> **Excerpts of labeled region data**
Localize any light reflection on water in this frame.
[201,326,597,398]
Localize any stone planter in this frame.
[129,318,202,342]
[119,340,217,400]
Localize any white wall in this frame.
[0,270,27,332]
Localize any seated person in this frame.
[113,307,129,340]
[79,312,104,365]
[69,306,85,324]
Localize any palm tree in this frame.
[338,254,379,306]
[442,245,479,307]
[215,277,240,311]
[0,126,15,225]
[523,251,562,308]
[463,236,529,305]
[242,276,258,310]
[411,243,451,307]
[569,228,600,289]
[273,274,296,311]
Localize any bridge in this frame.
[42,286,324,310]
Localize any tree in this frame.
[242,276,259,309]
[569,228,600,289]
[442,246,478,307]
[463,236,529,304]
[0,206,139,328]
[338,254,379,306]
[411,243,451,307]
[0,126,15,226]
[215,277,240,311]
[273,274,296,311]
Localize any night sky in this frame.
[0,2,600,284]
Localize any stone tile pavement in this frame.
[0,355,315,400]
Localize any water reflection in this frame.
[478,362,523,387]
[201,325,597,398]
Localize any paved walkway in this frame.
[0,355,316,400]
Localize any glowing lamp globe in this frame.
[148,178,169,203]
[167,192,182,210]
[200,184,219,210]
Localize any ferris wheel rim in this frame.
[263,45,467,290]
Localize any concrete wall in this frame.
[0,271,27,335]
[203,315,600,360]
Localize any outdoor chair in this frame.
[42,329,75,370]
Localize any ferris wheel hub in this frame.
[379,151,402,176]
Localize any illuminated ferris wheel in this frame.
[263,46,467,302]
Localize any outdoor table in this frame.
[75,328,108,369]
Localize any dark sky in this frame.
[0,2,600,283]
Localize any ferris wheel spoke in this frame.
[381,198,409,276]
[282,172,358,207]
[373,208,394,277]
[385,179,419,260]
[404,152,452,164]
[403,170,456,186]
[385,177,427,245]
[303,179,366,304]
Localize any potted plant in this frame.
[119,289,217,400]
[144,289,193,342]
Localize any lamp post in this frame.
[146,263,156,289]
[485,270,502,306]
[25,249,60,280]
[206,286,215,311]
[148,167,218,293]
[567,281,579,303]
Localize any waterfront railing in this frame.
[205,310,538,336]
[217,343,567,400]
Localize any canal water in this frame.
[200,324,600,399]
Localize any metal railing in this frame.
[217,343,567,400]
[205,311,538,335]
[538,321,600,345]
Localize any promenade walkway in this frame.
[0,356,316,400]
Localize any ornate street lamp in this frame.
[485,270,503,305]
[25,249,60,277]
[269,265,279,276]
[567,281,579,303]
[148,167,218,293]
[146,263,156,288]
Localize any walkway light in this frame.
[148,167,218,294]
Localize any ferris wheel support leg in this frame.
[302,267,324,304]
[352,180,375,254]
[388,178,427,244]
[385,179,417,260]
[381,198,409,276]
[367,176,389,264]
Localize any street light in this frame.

> **Task objective**
Could you rewrite all of the records above, substituting "observation wheel" for every occurrence of "ferris wheel" and leaving everything else unchanged?

> **Response**
Localize any light reflection on water in this frame.
[201,326,597,398]
Localize any stone planter in this frame.
[129,318,202,342]
[119,340,217,400]
Localize any white wall in this frame.
[0,270,27,332]
Localize any seated person in this frame.
[113,307,129,340]
[79,312,104,365]
[69,306,85,324]
Localize any palm tree in this frame.
[338,254,379,306]
[442,245,479,307]
[215,277,240,311]
[0,126,15,225]
[523,251,562,308]
[463,236,529,305]
[242,276,258,310]
[411,243,451,307]
[569,228,600,289]
[273,274,296,311]
Localize any bridge in this frame.
[42,286,324,310]
Localize any tree in this frame.
[242,276,259,309]
[569,228,600,289]
[442,246,478,307]
[463,236,529,304]
[0,206,139,328]
[338,254,379,306]
[411,243,451,307]
[0,126,15,226]
[215,277,240,311]
[273,274,296,311]
Localize any night sky in this frame.
[0,2,600,284]
Localize any stone tile pavement in this frame.
[0,355,315,400]
Localize any water reflection in this frame.
[478,362,523,387]
[201,325,597,398]
Localize any paved walkway in this frame.
[0,355,316,400]
Localize any glowing lamp globe in this frame.
[148,178,169,203]
[167,192,182,210]
[200,184,219,210]
Localize any observation wheel rim in this frame.
[263,45,467,290]
Localize any concrete wall in this frame.
[0,271,27,335]
[203,315,600,360]
Localize any outdoor chair in this frame.
[42,329,75,370]
Localize any observation wheel hub in this frame.
[379,151,402,176]
Localize any illuminated observation wheel in this frame.
[263,46,467,302]
Localize any outdoor table in this frame.
[75,328,108,369]
Localize any dark sky in this frame.
[0,2,600,283]
Localize any observation wheel spoke in this frame.
[381,198,409,276]
[282,172,358,207]
[373,208,394,277]
[385,179,419,260]
[404,152,452,164]
[403,170,456,186]
[385,177,427,245]
[303,179,366,304]
Localize any potted plant in this frame.
[119,289,217,400]
[144,289,193,342]
Localize any lamp post in this frame.
[146,263,156,289]
[485,270,502,306]
[25,249,60,280]
[206,286,215,311]
[148,167,218,293]
[567,281,579,303]
Localize any waterfront railing in this frame.
[205,310,538,336]
[217,343,567,400]
Localize any canal water in this frame.
[200,324,600,399]
Localize any metal railing in this frame.
[217,343,567,400]
[205,311,538,335]
[538,321,600,345]
Localize any promenade walkway in this frame.
[0,356,316,400]
Localize any ornate street lamp in this frame.
[485,270,503,305]
[25,249,60,277]
[269,265,279,276]
[567,281,579,303]
[148,167,218,293]
[146,263,156,288]
Localize any walkway light in this frame.
[148,167,218,294]
Localize any observation wheel support leg in this frame.
[302,267,324,304]
[352,180,375,254]
[388,178,427,244]
[385,179,417,260]
[381,198,409,276]
[367,176,389,264]
Localize any street light in this frame.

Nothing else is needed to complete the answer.